■ PROBLEM DESCRIPTION
Convert each line of the material below into a numbered list item, omitting any blank lines.

■ MATERIAL SUPPLIED
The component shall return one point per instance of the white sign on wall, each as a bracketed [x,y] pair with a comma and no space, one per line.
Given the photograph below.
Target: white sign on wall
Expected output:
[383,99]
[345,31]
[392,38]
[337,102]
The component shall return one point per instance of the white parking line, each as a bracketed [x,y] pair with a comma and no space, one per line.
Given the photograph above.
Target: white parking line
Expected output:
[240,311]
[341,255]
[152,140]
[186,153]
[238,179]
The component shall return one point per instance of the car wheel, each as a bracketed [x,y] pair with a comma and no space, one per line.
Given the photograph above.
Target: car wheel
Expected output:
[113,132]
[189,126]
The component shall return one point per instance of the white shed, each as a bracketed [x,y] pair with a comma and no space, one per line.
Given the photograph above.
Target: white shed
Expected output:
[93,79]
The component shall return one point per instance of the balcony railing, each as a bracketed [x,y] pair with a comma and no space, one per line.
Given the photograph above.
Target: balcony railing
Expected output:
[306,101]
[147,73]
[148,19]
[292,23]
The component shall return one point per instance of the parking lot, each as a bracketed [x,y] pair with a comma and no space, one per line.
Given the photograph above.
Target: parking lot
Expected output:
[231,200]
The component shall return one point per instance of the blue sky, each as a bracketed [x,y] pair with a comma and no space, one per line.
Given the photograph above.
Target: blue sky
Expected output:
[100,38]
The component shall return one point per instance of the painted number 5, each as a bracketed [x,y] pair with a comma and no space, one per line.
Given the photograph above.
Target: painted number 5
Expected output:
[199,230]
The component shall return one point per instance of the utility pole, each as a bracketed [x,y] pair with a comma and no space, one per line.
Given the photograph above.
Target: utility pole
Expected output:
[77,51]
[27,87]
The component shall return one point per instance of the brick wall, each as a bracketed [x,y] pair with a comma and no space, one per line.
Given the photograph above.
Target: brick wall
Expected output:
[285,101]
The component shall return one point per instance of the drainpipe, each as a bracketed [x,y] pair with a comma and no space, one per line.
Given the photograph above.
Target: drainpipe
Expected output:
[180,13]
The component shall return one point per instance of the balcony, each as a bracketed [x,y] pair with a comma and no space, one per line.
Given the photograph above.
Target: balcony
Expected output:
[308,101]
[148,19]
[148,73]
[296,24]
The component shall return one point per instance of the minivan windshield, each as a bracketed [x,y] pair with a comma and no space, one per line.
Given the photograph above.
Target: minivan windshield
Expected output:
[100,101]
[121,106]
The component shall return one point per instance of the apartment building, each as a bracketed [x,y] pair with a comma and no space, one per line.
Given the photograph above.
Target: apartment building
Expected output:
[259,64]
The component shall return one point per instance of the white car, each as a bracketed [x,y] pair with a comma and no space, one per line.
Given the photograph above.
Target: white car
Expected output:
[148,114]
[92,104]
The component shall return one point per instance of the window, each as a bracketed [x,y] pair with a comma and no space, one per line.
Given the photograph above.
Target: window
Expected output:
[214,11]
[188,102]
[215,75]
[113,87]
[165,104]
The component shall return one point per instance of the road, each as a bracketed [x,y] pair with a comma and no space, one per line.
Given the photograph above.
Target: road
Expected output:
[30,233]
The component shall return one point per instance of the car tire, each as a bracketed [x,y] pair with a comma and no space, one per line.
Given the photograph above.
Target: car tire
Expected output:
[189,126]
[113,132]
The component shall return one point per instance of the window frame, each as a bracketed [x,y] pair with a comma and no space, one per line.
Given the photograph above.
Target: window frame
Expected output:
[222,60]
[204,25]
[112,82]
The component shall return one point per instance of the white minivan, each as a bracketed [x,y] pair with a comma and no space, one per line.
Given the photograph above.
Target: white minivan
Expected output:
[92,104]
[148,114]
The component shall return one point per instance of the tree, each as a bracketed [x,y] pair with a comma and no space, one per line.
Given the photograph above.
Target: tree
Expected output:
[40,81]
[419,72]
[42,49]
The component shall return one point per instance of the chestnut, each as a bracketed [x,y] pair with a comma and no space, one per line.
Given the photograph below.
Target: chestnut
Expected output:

■ ANSWER TO THIS TASK
1. The component shall return one point per instance of the white sign on wall, each as a bracketed [x,y] pair with a comma and no space, one per line.
2. Given the photograph below.
3. Target: white sign on wall
4. Expected output:
5. [383,99]
6. [345,31]
7. [392,38]
8. [337,102]
9. The component shall return one point per instance of the white parking line, each as a bracketed [x,y] pair with a comma and no space, one per line.
10. Given the photograph above.
11. Target: white parking line
12. Expected output:
13. [240,311]
14. [341,255]
15. [152,140]
16. [186,153]
17. [238,179]
18. The component shall return one point per instance of the car wheel, each as a bracketed [x,y] pair with a comma and no space, one per line.
19. Given the photograph above.
20. Target: car wheel
21. Expected output:
22. [113,132]
23. [189,126]
24. The component shall return one point per instance of the white shed, each as a bracketed [x,y] pair with a comma and no space, one per line.
25. Given the photograph above.
26. Target: white shed
27. Expected output:
28. [93,79]
29. The component shall return one point per instance of the balcony railing, each as a bracketed [x,y] pair with a comma and no space, one per line.
30. Given the photograph above.
31. Target: balcony railing
32. Expected output:
33. [306,101]
34. [147,73]
35. [148,19]
36. [292,23]
37. The component shall return one point per instance of the parking lot, each as a bracketed [x,y] pair with a comma and no space, one per line.
38. Given the photograph above.
39. Target: parking lot
40. Expected output:
41. [231,200]
42. The component shall return one point per instance of the blue sky, each as a bracketed [x,y] pair with a comma and no space, one per line.
43. Given the photograph above.
44. Target: blue sky
45. Expected output:
46. [100,38]
47. The component shall return one point per instance of the painted number 5, each as a bracketed [x,y] pair with a comma and no space, one per line.
48. Given the photograph above.
49. Target: painted number 5
50. Expected output:
51. [199,230]
52. The component shall return one point per instance of the utility pole, each as a bracketed [x,y] pair with a comma and no space, one per line.
53. Given the photograph above.
54. Target: utility pole
55. Expected output:
56. [77,51]
57. [27,87]
58. The component shall return one point per instance of the brick wall, each as a bracketed [x,y] pair with a comma and no space, one per line.
59. Given the photograph above.
60. Target: brick wall
61. Expected output:
62. [285,101]
63. The component shall return one point per instance of the drainpipe, each as a bracketed [x,y] pair with a comma and no space, one per line.
64. Given the photograph above.
65. Target: drainpipe
66. Expected output:
67. [180,13]
68. The component shall return one point per instance of the balcony, each as a bracketed [x,y] pair with a comma and no space, one per line.
69. Given the photograph above.
70. Target: balcony
71. Expected output:
72. [308,101]
73. [148,19]
74. [148,73]
75. [296,24]
76. The component shall return one point per instance of the minivan windshield, each as a bracketed [x,y] pair with a comma and no space, one per line.
77. Given the photograph above.
78. Target: minivan windshield
79. Expected output:
80. [100,101]
81. [121,106]
82. The component shall return one point per instance of the apartment building, each as a bracketed [x,y] pair with a comma and no space, one per line.
83. Given the photograph above.
84. Target: apartment building
85. Expected output:
86. [259,64]
87. The component shall return one point per instance of the white car, each as a bracketed [x,y] pair with a comma and no space, one per line.
88. Given the photograph above.
89. Target: white car
90. Expected output:
91. [148,114]
92. [92,104]
93. The component shall return one point per instance of the window, each as a bracketed [x,y] pair with a comma and no space, one per line.
94. Given the photograph above.
95. Target: window
96. Expected output:
97. [214,11]
98. [188,102]
99. [215,75]
100. [113,87]
101. [165,104]
102. The component shall return one point per instance of the road, each as a bracketed [x,y] pair with a comma and no space, one per line.
103. Given the photograph above.
104. Target: road
105. Expected output:
106. [30,233]
107. The component shall return one point per instance of the car tire, each as a bracketed [x,y] pair with a comma and no space, one per line.
108. Given the photograph above.
109. Target: car tire
110. Expected output:
111. [189,126]
112. [113,132]
113. The component shall return one point per instance of the window frame, each as a bracketed [x,y] pair with a comma and no space, one per line.
114. Given the photograph above.
115. Target: window frame
116. Expected output:
117. [222,60]
118. [204,25]
119. [112,82]
120. The component shall return one point per instance of the white minivan, each as a bracketed [x,y] pair with a comma and no space, one per line.
121. Given the photograph above.
122. Target: white minivan
123. Expected output:
124. [92,104]
125. [148,114]
126. The component shall return one point per instance of the tree, each as a bracketed [x,y] pair with a comma and no space, one per line.
127. Given the photograph above.
128. Target: tree
129. Expected output:
130. [40,81]
131. [419,72]
132. [42,49]
133. The component shall return one point per instance of the chestnut, each as a bracketed [x,y] pair with a comma and no space, one per line.
134. Given the photograph below.
135. Target: chestnut
136. Expected output:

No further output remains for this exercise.